When you copy the records, keep every word exact and leave the pictures out.

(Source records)

::::::::::

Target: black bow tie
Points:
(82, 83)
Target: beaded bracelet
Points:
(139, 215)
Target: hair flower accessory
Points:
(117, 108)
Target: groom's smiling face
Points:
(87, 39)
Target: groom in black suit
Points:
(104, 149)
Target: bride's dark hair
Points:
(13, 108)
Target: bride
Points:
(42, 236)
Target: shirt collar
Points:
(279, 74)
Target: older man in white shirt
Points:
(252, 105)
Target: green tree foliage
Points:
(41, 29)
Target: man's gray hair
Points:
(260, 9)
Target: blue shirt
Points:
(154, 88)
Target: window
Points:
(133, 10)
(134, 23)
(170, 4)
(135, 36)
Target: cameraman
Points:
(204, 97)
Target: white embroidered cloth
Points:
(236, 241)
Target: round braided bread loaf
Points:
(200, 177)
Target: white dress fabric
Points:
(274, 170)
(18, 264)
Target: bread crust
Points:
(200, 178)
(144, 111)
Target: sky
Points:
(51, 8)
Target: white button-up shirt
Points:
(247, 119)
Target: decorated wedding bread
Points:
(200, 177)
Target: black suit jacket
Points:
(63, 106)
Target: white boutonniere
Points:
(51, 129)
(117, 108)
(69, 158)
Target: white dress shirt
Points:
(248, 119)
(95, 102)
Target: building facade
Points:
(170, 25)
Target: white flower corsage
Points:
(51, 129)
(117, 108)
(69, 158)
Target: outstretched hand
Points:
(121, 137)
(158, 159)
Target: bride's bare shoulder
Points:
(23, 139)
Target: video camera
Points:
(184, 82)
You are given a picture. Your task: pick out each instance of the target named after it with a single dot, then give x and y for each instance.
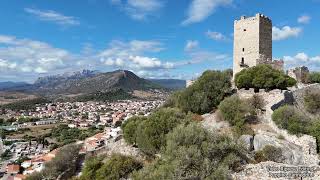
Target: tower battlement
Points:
(252, 40)
(257, 16)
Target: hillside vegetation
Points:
(205, 94)
(263, 77)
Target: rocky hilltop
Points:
(86, 82)
(298, 151)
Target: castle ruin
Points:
(253, 43)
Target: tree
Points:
(263, 77)
(205, 94)
(194, 153)
(312, 101)
(151, 132)
(118, 167)
(269, 153)
(287, 117)
(91, 165)
(314, 77)
(129, 128)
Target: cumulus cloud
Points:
(25, 55)
(217, 36)
(304, 19)
(285, 32)
(302, 59)
(201, 9)
(120, 49)
(139, 9)
(130, 55)
(191, 45)
(52, 16)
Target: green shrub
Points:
(91, 165)
(194, 153)
(204, 95)
(118, 167)
(256, 102)
(314, 130)
(287, 117)
(149, 133)
(269, 153)
(312, 101)
(314, 77)
(263, 77)
(129, 128)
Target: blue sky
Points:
(153, 38)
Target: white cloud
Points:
(149, 63)
(201, 9)
(304, 19)
(191, 45)
(52, 16)
(217, 36)
(302, 59)
(130, 55)
(4, 64)
(285, 32)
(120, 49)
(27, 55)
(139, 9)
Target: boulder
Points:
(247, 141)
(292, 153)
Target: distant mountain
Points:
(10, 85)
(170, 83)
(90, 82)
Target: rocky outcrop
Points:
(291, 153)
(298, 151)
(272, 170)
(247, 141)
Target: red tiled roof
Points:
(13, 168)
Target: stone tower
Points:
(252, 42)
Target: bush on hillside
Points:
(312, 101)
(91, 165)
(239, 113)
(287, 117)
(149, 133)
(314, 77)
(256, 102)
(194, 153)
(116, 167)
(263, 77)
(205, 94)
(269, 153)
(130, 127)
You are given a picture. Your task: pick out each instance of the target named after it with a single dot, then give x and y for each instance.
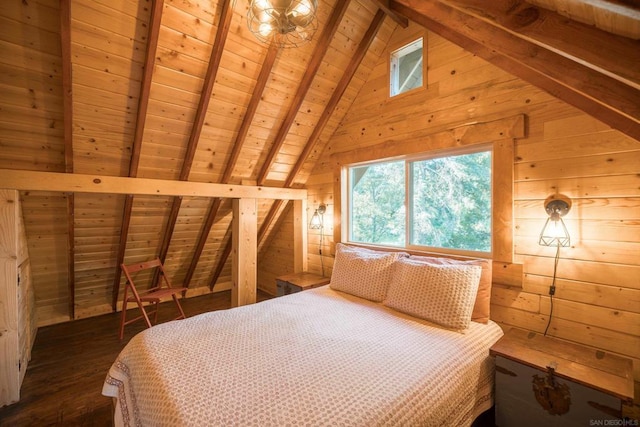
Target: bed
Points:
(326, 356)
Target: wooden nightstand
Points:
(297, 282)
(543, 381)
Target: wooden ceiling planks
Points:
(337, 94)
(108, 74)
(314, 63)
(145, 88)
(263, 78)
(279, 206)
(572, 80)
(226, 13)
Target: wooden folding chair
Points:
(160, 290)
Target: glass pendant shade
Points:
(288, 23)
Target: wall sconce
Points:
(555, 233)
(290, 23)
(317, 223)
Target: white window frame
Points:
(395, 86)
(347, 202)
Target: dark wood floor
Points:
(69, 363)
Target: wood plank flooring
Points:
(69, 362)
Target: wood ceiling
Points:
(181, 90)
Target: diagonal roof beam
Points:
(338, 92)
(522, 50)
(341, 87)
(141, 115)
(399, 19)
(67, 107)
(226, 13)
(314, 64)
(263, 78)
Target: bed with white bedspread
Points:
(319, 357)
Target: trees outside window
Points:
(441, 202)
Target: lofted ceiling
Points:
(181, 90)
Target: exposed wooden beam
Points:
(337, 94)
(341, 87)
(244, 250)
(67, 108)
(314, 64)
(399, 19)
(595, 92)
(600, 50)
(141, 116)
(224, 256)
(80, 183)
(226, 13)
(258, 90)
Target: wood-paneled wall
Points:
(565, 151)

::::::::::

Task result:
Target: black bow tie
Points:
(82, 83)
Target: beaded bracelet
Points:
(139, 215)
Target: hair flower accessory
Points:
(117, 108)
Target: groom's smiling face
Points:
(87, 39)
Target: groom in black suit
Points:
(104, 149)
Target: bride's dark hair
Points:
(13, 108)
Target: bride
Points:
(42, 236)
Target: shirt collar
Points:
(279, 74)
Target: older man in white shirt
Points:
(252, 105)
Target: green tree foliage
Points:
(41, 29)
Target: man's gray hair
Points:
(260, 9)
Target: blue shirt
Points:
(154, 88)
Target: window
Points:
(133, 10)
(134, 23)
(170, 4)
(135, 36)
Target: cameraman
Points:
(204, 97)
Target: white embroidered cloth
Points:
(236, 241)
Target: round braided bread loaf
Points:
(200, 177)
Target: white dress fabric
Points:
(274, 170)
(18, 264)
Target: bread crust
Points:
(200, 178)
(144, 111)
Target: sky
Points:
(51, 8)
Target: white button-up shirt
Points:
(247, 119)
Target: decorated wedding bread
Points:
(200, 177)
Target: black suit jacket
Points:
(63, 106)
Target: white boutonniere
Points:
(51, 129)
(117, 108)
(69, 158)
Target: white dress shirt
Points:
(248, 119)
(95, 102)
Target: building facade
Points:
(170, 25)
Target: white flower corsage
Points:
(51, 129)
(117, 108)
(69, 158)
Target: outstretched hand
Points:
(121, 137)
(158, 159)
Target: bride's bare shoulder
Points:
(23, 139)
Target: video camera
Points:
(184, 82)
You are given a picture. Your task: pick out each instance of the target named after it with a single dot, then give x and y for each instance.
Target: tower battlement
Points:
(252, 40)
(257, 16)
Target: hillside vegetation
Points:
(205, 94)
(263, 77)
Target: rocky hilltop
Points:
(86, 82)
(298, 151)
Target: castle ruin
Points:
(253, 43)
Target: tree
Points:
(263, 77)
(205, 94)
(194, 153)
(312, 101)
(151, 132)
(118, 167)
(269, 153)
(287, 117)
(91, 165)
(314, 77)
(129, 128)
Target: cumulus cloud
Points:
(25, 55)
(217, 36)
(304, 19)
(285, 32)
(302, 59)
(201, 9)
(120, 49)
(139, 9)
(130, 55)
(191, 45)
(52, 16)
Target: green shrub
Points:
(91, 165)
(194, 153)
(204, 95)
(118, 167)
(256, 102)
(314, 130)
(287, 117)
(149, 133)
(269, 153)
(312, 101)
(314, 77)
(263, 77)
(129, 128)
Target: blue sky
Points:
(153, 38)
Target: white cloud
Points:
(149, 63)
(201, 9)
(304, 19)
(191, 45)
(52, 16)
(217, 36)
(302, 59)
(130, 55)
(4, 64)
(285, 32)
(120, 49)
(27, 55)
(139, 9)
Target: boulder
Points:
(247, 141)
(292, 153)
Target: distant mountain
Points:
(10, 85)
(170, 83)
(90, 82)
Target: rocky outcrop
Points:
(291, 153)
(298, 151)
(272, 170)
(247, 141)
Target: red tiled roof
Points:
(13, 168)
Target: stone tower
Points:
(252, 42)
Target: bush on hillside
Points:
(312, 101)
(91, 165)
(239, 113)
(287, 117)
(149, 133)
(314, 77)
(256, 102)
(194, 153)
(116, 167)
(263, 77)
(205, 94)
(269, 153)
(130, 127)
You are given a picture. Your task: pick out each instance of the target named after it with a single dot, then give x and y for each instance.
Target: bed
Points:
(326, 356)
Target: wooden nightstand
Points:
(297, 282)
(543, 381)
Target: wooden ceiling planks
Points:
(337, 94)
(108, 74)
(314, 63)
(145, 88)
(263, 78)
(279, 206)
(572, 80)
(226, 13)
Target: wooden folding chair
Points:
(160, 290)
Target: glass pendant shade
Points:
(288, 23)
Target: wall sconce
Points:
(555, 233)
(290, 23)
(317, 223)
Target: white window frame
Points:
(395, 86)
(347, 202)
Target: dark wood floor
Points:
(69, 363)
Target: wood plank flooring
Points:
(69, 362)
Target: wood ceiling
Points:
(181, 90)
Target: diagonal roof beam
Points:
(338, 92)
(522, 50)
(341, 87)
(141, 115)
(399, 19)
(67, 107)
(226, 13)
(314, 64)
(263, 78)
Target: bed with white bedspread
Points:
(319, 357)
Target: trees outside window
Points:
(441, 202)
Target: lofted ceiling
Points:
(181, 90)
Target: exposed wooden beam
Points:
(337, 94)
(341, 87)
(244, 250)
(67, 108)
(314, 64)
(399, 19)
(595, 92)
(600, 50)
(141, 116)
(224, 256)
(80, 183)
(226, 13)
(258, 90)
Target: wood-paneled wall
Points:
(565, 151)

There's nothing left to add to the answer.